[Written instruction] Return every line of the data below that contains the word "dark".

Extracted records
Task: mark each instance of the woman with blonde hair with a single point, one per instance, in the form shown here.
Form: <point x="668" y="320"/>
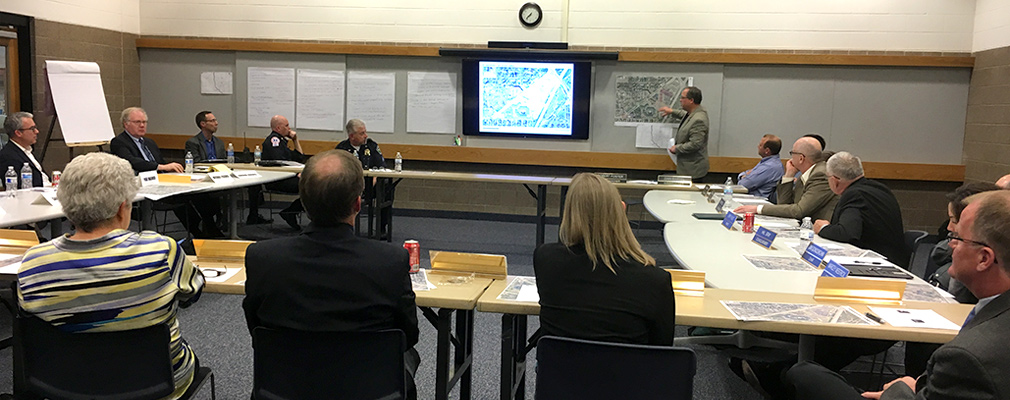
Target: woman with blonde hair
<point x="597" y="283"/>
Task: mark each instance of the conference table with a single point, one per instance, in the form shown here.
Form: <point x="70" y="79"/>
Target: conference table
<point x="539" y="194"/>
<point x="706" y="309"/>
<point x="448" y="307"/>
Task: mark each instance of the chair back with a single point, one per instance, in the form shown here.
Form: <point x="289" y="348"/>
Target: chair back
<point x="299" y="365"/>
<point x="121" y="365"/>
<point x="587" y="370"/>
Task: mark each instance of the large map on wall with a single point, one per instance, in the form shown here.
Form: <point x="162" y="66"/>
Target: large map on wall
<point x="639" y="97"/>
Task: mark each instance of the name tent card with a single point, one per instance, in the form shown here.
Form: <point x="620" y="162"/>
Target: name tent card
<point x="834" y="270"/>
<point x="814" y="255"/>
<point x="245" y="174"/>
<point x="148" y="178"/>
<point x="764" y="237"/>
<point x="729" y="220"/>
<point x="220" y="177"/>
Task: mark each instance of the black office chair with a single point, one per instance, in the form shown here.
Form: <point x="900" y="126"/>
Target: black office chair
<point x="133" y="365"/>
<point x="293" y="365"/>
<point x="587" y="370"/>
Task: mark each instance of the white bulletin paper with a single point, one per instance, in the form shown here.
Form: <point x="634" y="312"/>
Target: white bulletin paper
<point x="431" y="102"/>
<point x="371" y="97"/>
<point x="271" y="92"/>
<point x="215" y="83"/>
<point x="320" y="100"/>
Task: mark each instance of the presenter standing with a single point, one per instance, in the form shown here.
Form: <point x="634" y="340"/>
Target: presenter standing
<point x="691" y="140"/>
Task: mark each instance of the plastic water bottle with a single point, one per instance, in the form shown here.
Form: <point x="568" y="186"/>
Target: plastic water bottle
<point x="25" y="177"/>
<point x="10" y="180"/>
<point x="806" y="229"/>
<point x="727" y="191"/>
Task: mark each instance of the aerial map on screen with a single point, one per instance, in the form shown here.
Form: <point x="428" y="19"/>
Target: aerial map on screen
<point x="526" y="97"/>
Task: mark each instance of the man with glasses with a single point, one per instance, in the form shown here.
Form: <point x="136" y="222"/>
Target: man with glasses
<point x="976" y="363"/>
<point x="20" y="127"/>
<point x="691" y="139"/>
<point x="868" y="214"/>
<point x="143" y="155"/>
<point x="810" y="196"/>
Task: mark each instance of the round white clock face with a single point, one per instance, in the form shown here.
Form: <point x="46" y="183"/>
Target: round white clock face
<point x="530" y="14"/>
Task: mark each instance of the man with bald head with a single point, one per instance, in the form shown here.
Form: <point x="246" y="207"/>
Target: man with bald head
<point x="810" y="195"/>
<point x="328" y="279"/>
<point x="976" y="364"/>
<point x="275" y="146"/>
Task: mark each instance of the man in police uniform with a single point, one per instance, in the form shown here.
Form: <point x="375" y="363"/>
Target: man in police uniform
<point x="361" y="145"/>
<point x="275" y="146"/>
<point x="367" y="151"/>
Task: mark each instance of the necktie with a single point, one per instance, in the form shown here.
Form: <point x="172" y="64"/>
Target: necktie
<point x="146" y="152"/>
<point x="970" y="316"/>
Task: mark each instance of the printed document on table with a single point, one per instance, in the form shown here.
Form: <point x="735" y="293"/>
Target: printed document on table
<point x="904" y="317"/>
<point x="218" y="274"/>
<point x="431" y="102"/>
<point x="320" y="100"/>
<point x="779" y="263"/>
<point x="419" y="281"/>
<point x="817" y="313"/>
<point x="372" y="98"/>
<point x="515" y="289"/>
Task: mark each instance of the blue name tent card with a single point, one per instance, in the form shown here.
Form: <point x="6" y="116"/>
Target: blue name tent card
<point x="834" y="270"/>
<point x="729" y="220"/>
<point x="814" y="255"/>
<point x="764" y="237"/>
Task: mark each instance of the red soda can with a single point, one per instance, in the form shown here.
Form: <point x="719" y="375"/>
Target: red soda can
<point x="414" y="248"/>
<point x="748" y="222"/>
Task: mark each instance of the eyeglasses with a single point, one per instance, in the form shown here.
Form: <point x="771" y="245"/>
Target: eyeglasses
<point x="954" y="236"/>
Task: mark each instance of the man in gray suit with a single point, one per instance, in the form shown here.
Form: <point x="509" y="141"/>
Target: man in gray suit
<point x="806" y="196"/>
<point x="976" y="364"/>
<point x="691" y="140"/>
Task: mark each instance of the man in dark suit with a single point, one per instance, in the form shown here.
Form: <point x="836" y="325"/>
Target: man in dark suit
<point x="806" y="196"/>
<point x="868" y="214"/>
<point x="205" y="145"/>
<point x="20" y="128"/>
<point x="327" y="279"/>
<point x="976" y="364"/>
<point x="143" y="155"/>
<point x="691" y="138"/>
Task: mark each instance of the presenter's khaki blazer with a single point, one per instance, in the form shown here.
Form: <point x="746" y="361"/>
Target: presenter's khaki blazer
<point x="692" y="142"/>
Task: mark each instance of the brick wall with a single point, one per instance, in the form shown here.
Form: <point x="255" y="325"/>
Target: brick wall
<point x="115" y="54"/>
<point x="987" y="132"/>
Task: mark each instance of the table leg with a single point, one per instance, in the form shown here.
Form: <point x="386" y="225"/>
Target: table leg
<point x="806" y="347"/>
<point x="513" y="368"/>
<point x="465" y="351"/>
<point x="146" y="215"/>
<point x="541" y="212"/>
<point x="233" y="213"/>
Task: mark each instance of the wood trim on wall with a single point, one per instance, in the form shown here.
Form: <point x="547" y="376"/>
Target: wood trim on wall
<point x="629" y="56"/>
<point x="618" y="161"/>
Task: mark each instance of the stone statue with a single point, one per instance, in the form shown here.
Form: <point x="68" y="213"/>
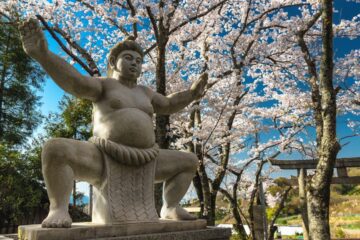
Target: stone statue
<point x="122" y="118"/>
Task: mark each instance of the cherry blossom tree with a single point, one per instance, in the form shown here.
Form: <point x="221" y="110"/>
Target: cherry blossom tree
<point x="262" y="60"/>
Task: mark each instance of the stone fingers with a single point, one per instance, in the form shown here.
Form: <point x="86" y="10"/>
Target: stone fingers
<point x="29" y="28"/>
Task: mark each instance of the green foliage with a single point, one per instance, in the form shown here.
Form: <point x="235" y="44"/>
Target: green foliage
<point x="21" y="185"/>
<point x="221" y="213"/>
<point x="74" y="120"/>
<point x="339" y="233"/>
<point x="20" y="78"/>
<point x="292" y="202"/>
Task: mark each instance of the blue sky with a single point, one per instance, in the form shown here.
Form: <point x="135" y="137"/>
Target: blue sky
<point x="52" y="94"/>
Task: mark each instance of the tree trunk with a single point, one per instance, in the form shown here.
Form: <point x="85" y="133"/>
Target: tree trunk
<point x="162" y="121"/>
<point x="318" y="192"/>
<point x="303" y="204"/>
<point x="74" y="194"/>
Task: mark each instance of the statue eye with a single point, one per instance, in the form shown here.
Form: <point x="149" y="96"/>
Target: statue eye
<point x="128" y="57"/>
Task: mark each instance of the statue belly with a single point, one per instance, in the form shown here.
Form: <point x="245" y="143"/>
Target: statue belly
<point x="129" y="126"/>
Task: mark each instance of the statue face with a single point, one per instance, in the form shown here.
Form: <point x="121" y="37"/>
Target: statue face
<point x="128" y="64"/>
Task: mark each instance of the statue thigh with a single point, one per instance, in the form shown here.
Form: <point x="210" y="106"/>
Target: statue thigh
<point x="84" y="158"/>
<point x="172" y="162"/>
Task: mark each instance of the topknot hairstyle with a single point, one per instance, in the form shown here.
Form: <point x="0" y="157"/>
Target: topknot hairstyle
<point x="128" y="44"/>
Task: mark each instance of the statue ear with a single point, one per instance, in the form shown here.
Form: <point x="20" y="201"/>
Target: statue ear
<point x="112" y="61"/>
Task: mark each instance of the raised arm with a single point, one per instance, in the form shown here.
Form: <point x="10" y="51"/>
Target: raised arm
<point x="65" y="75"/>
<point x="177" y="101"/>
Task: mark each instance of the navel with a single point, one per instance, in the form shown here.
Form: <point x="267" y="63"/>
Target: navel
<point x="116" y="104"/>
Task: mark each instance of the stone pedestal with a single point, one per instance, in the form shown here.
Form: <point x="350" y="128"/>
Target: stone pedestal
<point x="163" y="230"/>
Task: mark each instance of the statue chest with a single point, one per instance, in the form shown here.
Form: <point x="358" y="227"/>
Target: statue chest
<point x="120" y="97"/>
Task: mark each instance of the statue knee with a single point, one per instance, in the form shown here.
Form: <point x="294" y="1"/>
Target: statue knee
<point x="54" y="152"/>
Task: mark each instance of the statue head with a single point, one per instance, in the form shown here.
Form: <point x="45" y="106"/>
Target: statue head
<point x="130" y="46"/>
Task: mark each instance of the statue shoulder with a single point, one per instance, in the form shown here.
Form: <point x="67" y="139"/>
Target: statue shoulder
<point x="147" y="90"/>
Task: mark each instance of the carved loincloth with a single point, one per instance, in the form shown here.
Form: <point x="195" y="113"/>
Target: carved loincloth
<point x="125" y="154"/>
<point x="126" y="191"/>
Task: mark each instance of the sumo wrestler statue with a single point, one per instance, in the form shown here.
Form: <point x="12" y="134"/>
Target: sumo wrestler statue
<point x="122" y="114"/>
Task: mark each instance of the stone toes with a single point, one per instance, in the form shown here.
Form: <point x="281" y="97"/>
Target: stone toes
<point x="67" y="224"/>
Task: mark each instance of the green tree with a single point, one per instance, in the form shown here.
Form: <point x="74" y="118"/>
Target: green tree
<point x="20" y="78"/>
<point x="21" y="184"/>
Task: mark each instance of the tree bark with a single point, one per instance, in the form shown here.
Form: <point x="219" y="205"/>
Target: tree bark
<point x="2" y="86"/>
<point x="74" y="194"/>
<point x="303" y="204"/>
<point x="318" y="192"/>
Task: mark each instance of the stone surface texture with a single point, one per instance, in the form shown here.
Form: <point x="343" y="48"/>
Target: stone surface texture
<point x="126" y="194"/>
<point x="123" y="118"/>
<point x="165" y="229"/>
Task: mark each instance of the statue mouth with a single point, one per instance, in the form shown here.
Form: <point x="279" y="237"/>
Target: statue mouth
<point x="133" y="69"/>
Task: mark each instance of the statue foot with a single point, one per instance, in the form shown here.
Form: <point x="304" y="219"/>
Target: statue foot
<point x="57" y="219"/>
<point x="175" y="213"/>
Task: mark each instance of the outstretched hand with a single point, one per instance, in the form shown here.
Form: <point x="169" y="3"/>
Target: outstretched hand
<point x="198" y="87"/>
<point x="33" y="39"/>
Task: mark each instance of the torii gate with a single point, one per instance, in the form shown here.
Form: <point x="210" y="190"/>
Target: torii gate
<point x="341" y="166"/>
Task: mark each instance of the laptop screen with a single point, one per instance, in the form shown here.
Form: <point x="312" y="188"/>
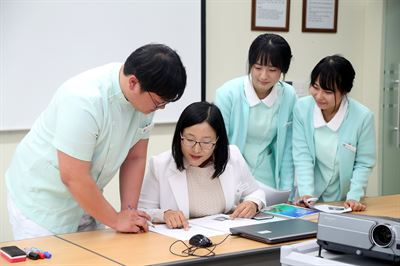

[Reply]
Task: mark each instance of the man in dark suit with a single point, one per instance, in the form shown here.
Target: man in dark suit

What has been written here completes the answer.